* Brief 1: Which kinds of photographers does the announcement below say the Film Photo Award is open to? List each one.

* Passage for review:
Film Photo Award – Spring 2022 Visionary Project Award recipient: Kristina Knipe
Over the coming days, we are excited to present the recipients of the Film Photo Award from the Fall 2021 submission period. Today we celebrate Kristina Knipe, the Film Photo Award Spring 2022 Visionary Project Award recipient.
The Film Photo Award is open to all emerging, established, and student photographers worldwide. Each award period provides three distinct grants of Kodak Professional Film and complimentary film processing by Griffin Editions to photographers who demonstrate a serious commitment to the field and are motivated to continue the development of still, film-based photography in the 21st century.
Two Visionary Project Awards (100 rolls or 200 sheets of Kodak Professional Film + film processing via Griffin Editions) and one Student Project Award (100 rolls or 200 sheets of Kodak Professional Film + film processing via Griffin Editions + a 4×5 view camera by Standard Cameras) are awarded twice a year during the spring and fall.

* Given information:
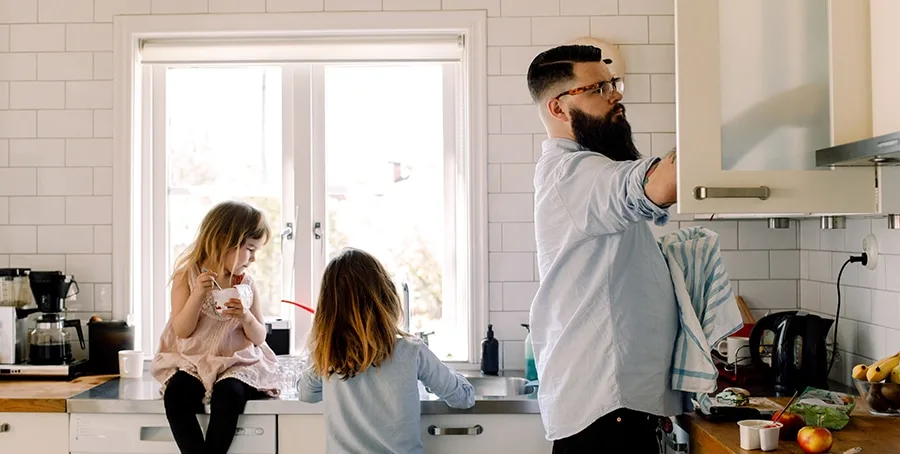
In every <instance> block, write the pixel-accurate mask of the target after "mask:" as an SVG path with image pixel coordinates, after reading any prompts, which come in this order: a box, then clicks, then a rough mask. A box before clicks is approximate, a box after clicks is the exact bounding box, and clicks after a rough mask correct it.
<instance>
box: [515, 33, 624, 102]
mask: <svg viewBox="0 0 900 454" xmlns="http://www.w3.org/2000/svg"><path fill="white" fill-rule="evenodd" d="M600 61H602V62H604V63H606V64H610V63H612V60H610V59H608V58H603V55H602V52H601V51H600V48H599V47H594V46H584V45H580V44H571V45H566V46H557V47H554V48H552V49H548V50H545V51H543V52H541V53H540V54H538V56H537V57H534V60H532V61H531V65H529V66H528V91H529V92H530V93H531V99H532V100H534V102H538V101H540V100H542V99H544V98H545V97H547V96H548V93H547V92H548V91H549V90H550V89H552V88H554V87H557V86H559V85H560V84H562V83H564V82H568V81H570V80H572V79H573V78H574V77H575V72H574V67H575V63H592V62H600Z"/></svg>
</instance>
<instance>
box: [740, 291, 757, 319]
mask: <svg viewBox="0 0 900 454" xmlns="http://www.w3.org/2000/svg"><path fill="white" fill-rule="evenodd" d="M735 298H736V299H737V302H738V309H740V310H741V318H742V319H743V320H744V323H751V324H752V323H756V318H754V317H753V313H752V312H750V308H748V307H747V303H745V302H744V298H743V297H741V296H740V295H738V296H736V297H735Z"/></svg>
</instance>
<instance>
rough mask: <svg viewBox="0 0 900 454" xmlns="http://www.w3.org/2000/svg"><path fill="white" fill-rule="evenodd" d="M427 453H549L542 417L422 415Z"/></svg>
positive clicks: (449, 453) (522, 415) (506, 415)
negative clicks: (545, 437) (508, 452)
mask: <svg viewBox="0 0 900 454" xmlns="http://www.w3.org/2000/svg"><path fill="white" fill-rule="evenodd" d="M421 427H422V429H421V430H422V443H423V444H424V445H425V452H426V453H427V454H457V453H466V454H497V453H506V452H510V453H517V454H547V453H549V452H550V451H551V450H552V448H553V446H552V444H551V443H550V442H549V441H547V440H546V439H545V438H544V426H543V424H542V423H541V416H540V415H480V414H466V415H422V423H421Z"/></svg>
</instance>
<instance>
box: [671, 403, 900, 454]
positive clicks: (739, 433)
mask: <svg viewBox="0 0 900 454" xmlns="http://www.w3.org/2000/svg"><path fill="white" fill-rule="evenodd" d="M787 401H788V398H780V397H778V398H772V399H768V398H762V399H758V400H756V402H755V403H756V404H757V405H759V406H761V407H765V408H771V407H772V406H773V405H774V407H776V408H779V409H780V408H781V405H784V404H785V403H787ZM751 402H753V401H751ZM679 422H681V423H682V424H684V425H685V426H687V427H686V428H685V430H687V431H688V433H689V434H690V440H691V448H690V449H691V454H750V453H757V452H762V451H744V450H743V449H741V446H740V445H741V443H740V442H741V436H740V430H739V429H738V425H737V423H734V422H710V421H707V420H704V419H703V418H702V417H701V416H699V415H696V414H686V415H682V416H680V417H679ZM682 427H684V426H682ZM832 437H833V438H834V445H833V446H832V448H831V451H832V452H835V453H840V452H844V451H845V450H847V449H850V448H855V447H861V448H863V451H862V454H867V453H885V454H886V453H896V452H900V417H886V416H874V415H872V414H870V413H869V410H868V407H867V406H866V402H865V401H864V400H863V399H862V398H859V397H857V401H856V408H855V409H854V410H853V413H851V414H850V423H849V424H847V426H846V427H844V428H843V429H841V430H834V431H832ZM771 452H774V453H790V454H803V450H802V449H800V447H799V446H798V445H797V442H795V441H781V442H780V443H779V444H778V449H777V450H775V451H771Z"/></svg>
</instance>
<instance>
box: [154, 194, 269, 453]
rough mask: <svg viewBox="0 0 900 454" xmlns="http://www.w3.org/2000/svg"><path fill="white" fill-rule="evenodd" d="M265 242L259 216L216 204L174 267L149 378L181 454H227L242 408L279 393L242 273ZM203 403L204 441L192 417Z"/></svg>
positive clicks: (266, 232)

---

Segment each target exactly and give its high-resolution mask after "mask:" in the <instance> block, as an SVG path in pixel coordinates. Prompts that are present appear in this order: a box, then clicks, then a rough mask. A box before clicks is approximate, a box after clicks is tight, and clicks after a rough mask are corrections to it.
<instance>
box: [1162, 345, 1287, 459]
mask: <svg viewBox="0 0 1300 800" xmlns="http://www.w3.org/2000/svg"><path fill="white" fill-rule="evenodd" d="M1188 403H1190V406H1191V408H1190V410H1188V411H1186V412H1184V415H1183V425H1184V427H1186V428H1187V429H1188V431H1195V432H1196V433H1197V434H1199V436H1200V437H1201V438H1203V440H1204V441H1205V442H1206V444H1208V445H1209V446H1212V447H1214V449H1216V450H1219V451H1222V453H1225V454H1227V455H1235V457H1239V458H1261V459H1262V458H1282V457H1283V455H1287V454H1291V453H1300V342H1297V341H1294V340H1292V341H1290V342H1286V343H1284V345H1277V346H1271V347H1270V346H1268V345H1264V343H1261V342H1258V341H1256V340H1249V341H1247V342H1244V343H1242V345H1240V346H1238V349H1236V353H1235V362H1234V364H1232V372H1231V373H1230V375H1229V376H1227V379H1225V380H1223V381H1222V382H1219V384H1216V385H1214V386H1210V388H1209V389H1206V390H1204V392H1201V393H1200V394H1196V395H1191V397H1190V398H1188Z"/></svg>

---

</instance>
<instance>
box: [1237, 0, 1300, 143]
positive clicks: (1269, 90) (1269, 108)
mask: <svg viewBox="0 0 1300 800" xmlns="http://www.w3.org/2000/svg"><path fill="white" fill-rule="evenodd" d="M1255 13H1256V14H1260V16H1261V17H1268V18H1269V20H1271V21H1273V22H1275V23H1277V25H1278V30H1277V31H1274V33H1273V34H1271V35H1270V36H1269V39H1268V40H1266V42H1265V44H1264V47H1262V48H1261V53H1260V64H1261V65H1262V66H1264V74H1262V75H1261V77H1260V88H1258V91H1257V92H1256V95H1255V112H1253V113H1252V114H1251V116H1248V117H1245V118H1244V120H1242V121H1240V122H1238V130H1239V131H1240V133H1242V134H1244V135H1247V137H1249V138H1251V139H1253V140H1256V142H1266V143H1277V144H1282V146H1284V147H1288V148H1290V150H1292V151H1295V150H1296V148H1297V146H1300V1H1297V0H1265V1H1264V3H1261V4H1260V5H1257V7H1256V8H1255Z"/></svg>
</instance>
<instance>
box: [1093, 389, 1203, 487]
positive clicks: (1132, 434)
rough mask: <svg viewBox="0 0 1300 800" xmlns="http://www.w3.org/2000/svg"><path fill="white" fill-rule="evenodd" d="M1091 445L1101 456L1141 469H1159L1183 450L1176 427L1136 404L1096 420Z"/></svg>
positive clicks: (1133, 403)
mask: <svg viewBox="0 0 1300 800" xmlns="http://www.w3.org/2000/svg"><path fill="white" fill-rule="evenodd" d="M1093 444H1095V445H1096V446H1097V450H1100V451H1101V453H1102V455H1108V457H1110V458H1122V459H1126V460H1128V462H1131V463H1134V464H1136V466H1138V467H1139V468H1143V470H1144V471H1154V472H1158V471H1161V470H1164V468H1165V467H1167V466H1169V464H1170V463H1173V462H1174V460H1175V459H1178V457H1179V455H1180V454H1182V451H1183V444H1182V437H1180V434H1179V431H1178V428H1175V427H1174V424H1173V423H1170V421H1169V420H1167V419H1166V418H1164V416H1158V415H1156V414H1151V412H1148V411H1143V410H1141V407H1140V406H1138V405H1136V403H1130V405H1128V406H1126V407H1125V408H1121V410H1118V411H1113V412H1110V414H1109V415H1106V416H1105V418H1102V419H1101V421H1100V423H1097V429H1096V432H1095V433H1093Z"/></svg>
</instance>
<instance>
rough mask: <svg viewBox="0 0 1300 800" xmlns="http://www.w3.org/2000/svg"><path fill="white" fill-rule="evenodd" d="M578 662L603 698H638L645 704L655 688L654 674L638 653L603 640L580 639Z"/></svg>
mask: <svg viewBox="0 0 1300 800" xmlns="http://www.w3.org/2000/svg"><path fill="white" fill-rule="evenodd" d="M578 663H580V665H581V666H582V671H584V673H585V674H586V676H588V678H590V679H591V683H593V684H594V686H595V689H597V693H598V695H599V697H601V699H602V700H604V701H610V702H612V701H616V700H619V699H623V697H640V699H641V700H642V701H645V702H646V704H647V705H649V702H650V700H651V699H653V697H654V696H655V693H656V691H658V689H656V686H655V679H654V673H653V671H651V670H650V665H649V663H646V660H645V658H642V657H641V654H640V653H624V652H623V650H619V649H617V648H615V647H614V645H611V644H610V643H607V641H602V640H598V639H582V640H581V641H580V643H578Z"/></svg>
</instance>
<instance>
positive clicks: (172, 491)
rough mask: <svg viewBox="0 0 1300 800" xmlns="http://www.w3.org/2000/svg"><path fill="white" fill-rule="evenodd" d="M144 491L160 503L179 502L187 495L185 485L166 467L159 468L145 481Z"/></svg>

* Brief 2: Which lines of the entries above contain the string "positive"? Return each of those lines in full, treating case as significant.

* Reply 1:
- Emerging photographers
- Established photographers
- Student photographers

* Reply 2:
positive clicks: (449, 453) (522, 415) (506, 415)
positive clicks: (739, 433)
positive clicks: (266, 232)
positive clicks: (1269, 90) (1269, 108)
positive clicks: (1132, 434)
positive clicks: (1133, 403)
positive clicks: (172, 491)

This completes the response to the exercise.